AIM:
Reproduce every entry in the listing without alteration.

[Dataset rows on where objects appear]
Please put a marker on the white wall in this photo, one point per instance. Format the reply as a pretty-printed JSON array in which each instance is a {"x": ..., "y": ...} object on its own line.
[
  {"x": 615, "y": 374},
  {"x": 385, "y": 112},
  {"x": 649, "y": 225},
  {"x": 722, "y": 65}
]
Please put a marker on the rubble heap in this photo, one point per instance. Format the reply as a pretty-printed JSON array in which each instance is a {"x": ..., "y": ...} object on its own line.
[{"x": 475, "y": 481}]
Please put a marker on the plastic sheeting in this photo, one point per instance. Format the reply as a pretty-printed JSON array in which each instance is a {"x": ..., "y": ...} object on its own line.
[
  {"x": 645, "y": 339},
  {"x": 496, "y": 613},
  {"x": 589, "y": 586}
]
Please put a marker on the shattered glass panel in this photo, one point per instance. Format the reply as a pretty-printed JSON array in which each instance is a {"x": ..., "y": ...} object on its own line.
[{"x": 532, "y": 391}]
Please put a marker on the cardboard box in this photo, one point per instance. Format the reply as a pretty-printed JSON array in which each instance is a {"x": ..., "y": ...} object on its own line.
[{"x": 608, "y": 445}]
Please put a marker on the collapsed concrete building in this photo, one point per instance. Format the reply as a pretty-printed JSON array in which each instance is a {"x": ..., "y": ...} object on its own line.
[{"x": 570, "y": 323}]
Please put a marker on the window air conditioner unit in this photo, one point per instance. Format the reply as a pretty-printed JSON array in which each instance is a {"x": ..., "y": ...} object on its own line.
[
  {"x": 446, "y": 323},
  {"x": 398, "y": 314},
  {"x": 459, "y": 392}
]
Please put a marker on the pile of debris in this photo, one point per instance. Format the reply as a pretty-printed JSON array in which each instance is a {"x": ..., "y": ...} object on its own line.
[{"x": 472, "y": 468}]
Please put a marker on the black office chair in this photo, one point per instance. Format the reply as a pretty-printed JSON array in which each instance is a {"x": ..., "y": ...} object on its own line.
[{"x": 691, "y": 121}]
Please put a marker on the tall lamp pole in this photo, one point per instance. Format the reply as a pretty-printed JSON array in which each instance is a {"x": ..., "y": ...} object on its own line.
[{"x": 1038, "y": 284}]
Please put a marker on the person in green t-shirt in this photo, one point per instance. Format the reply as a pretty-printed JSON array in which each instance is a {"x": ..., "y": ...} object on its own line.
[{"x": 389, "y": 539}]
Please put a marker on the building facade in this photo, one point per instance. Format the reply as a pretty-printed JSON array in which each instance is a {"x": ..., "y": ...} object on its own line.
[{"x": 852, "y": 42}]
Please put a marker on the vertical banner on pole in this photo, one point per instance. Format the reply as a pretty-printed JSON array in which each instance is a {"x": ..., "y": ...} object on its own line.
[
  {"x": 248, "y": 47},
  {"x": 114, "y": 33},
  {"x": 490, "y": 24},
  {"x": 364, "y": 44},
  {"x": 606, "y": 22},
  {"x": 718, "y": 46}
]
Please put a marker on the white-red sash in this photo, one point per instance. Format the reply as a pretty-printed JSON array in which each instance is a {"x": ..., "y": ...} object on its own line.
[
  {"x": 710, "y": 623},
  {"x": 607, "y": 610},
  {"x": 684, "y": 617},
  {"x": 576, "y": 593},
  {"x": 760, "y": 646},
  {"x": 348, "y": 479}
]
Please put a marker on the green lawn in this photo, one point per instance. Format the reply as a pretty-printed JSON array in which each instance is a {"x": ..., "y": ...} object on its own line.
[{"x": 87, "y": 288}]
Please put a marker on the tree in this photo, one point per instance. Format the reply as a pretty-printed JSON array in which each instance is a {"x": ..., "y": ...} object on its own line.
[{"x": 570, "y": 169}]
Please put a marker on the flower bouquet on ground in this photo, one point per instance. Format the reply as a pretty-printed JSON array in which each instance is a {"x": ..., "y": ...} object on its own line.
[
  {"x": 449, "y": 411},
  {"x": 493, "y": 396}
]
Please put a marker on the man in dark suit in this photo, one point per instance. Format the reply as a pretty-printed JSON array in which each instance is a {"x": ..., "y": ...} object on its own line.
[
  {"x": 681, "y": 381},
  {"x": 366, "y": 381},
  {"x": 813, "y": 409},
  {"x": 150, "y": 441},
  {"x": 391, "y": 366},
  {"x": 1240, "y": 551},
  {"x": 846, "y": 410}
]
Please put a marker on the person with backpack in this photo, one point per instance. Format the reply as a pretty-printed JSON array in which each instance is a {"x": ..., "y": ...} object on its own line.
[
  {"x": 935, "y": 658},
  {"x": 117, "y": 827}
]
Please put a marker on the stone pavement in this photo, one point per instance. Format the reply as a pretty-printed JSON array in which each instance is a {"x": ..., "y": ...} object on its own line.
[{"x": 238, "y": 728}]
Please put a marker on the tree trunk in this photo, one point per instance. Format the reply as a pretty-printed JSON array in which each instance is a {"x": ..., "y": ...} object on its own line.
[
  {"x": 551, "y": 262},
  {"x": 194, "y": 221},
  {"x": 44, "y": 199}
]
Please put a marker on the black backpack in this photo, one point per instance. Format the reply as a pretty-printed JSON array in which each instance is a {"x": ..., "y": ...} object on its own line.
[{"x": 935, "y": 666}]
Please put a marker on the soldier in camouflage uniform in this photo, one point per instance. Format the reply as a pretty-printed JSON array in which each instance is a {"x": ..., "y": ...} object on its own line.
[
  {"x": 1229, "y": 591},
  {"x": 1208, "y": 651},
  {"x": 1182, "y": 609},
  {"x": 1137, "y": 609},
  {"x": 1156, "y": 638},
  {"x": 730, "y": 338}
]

THE ANSWER:
Please put a marker on the white wall in this photo, one point per instance. Format the reply as a pretty-printed JSON array in which each instance is a {"x": ..., "y": ...} object on its own line.
[
  {"x": 615, "y": 374},
  {"x": 385, "y": 112},
  {"x": 649, "y": 225},
  {"x": 722, "y": 65}
]
Please put a marker on the rubble heap in this photo, one point per instance. Format the reply as a pretty-printed JSON array in which each instance is a {"x": ..., "y": ...} object on its own line.
[{"x": 475, "y": 481}]
Please put a marker on the plastic sheeting in this photo, one point per instance. Format the reply as a pretty-printed JSON array in which each instance is a {"x": ..., "y": ...} object on its own line.
[
  {"x": 645, "y": 339},
  {"x": 496, "y": 613},
  {"x": 589, "y": 586}
]
Please put a marker on the shattered glass panel in this photo, one point per instance. Format the reply as a pretty-printed JSON array in which each instance is a {"x": ..., "y": ...} object on its own line.
[{"x": 532, "y": 391}]
Please put a marker on the cardboard box in this photo, one point per instance. Format the reply as a pretty-printed JSON array in which each instance is a {"x": ..., "y": ...} object on its own line.
[{"x": 608, "y": 445}]
Please put a marker on the collapsed concrete building in this photo, one point per instance. Format the reply as a pretty-printed JSON array in which each instance is a {"x": ..., "y": ...} object on its own line.
[{"x": 570, "y": 323}]
Please put a marker on the window air conditioner unit in this photo, one point per instance. Format the reply as a pretty-printed JSON array in which each instance is a {"x": ..., "y": ...} object on its own line.
[
  {"x": 446, "y": 323},
  {"x": 398, "y": 314},
  {"x": 459, "y": 392}
]
Please put a marker on the pile of debris in this photo, one point per instance. Format the reply as a pretty-printed JSON array in which each instance is a {"x": ..., "y": ...} object on its own line.
[{"x": 472, "y": 468}]
Please put a marker on the black office chair in this photo, one point per instance. Format the reply as a pretty-printed JSON array in which each instance is a {"x": ..., "y": ...} object on its own line.
[{"x": 691, "y": 121}]
Please put a marker on the tall lamp pole in this photo, one point per instance. Format the reply as a pretty-printed JSON array in which each instance is a {"x": ..., "y": ...} object on its own line.
[{"x": 1038, "y": 284}]
Please put a marker on the person in green t-shirt in this photo, one point per instance. Format the reply as a pretty-printed JSON array in which each instance is a {"x": ..., "y": ...} object on its own line.
[{"x": 389, "y": 539}]
Please put a marker on the building facade in this photo, one point per instance. Format the reply as a pretty-printed JSON array in which each instance is a {"x": ..., "y": ...} object on its own line.
[{"x": 852, "y": 42}]
Please put a marker on the vertical banner on pole in this photo, one point per instance. Format the reply as a pretty-printed JSON array in which each instance is a {"x": ..., "y": ...} object on its own line.
[
  {"x": 248, "y": 47},
  {"x": 114, "y": 33},
  {"x": 490, "y": 24},
  {"x": 364, "y": 44},
  {"x": 606, "y": 22},
  {"x": 718, "y": 46}
]
Please put a marker on the white-red sash in this photo, one point per instance. Format the reply as a pretty-printed JSON array in which each instance is a {"x": ..., "y": ...} object on its own line.
[
  {"x": 710, "y": 623},
  {"x": 607, "y": 610},
  {"x": 684, "y": 617},
  {"x": 576, "y": 593},
  {"x": 760, "y": 646},
  {"x": 348, "y": 479}
]
Please put a marker on the green lawn in this photo, one point per instance. Format the reply as a pretty-printed JSON array in which each instance is a {"x": ..., "y": ...} object on its own line.
[{"x": 87, "y": 288}]
Please put a marker on the tree in this photo, one point per instance. Format the reply as a pretty-printed JSON array in which each instance is a {"x": ..., "y": ...} object on its own line.
[{"x": 570, "y": 169}]
Please put a marker on the flower bouquet on ground in this photo, one point per instance. Format the reply as a pretty-printed JSON array in which each instance is a {"x": ..., "y": ...} object on its own line.
[
  {"x": 449, "y": 411},
  {"x": 493, "y": 396}
]
Please put a marker on the man in dark suit in this photo, one point per instance. Format the reply as a pretty-printed JSON array in which each instance is a {"x": ..., "y": ...} object on its own line.
[
  {"x": 681, "y": 381},
  {"x": 366, "y": 381},
  {"x": 813, "y": 409},
  {"x": 150, "y": 441},
  {"x": 391, "y": 366},
  {"x": 1240, "y": 551},
  {"x": 846, "y": 410}
]
Please put a marker on the person with backpack in this photo, one point per instance. Format the reply as a pretty-printed JSON array in which each instance is a {"x": ..., "y": ...} object on its own line.
[
  {"x": 935, "y": 658},
  {"x": 117, "y": 827}
]
Please put a marker on the stone pavement in this photo, one point per instance. Format the reply as a pretty-printed JSON array in which each instance is a {"x": ..., "y": ...} object on its own line.
[{"x": 238, "y": 728}]
Please put a marker on the tree trunk in this photo, one point per instance. Format the reply as a pretty-printed JSON array in which each instance is a {"x": ..., "y": ...} object on its own line.
[
  {"x": 551, "y": 262},
  {"x": 194, "y": 221},
  {"x": 44, "y": 199}
]
Please put a marker on the black backpack in this photo, one point per instance. Format the reply as a pretty-printed JSON array in which each instance is a {"x": ..., "y": ...} object on its own line.
[{"x": 935, "y": 666}]
Please put a marker on the soldier in camouflage uniform in this photo, one point per instance. Format the reply as a pretty-printed JSON array in which each instance is a {"x": ..., "y": ...} object on its own line.
[
  {"x": 1229, "y": 591},
  {"x": 1208, "y": 651},
  {"x": 1182, "y": 609},
  {"x": 1137, "y": 609},
  {"x": 1156, "y": 638},
  {"x": 730, "y": 338}
]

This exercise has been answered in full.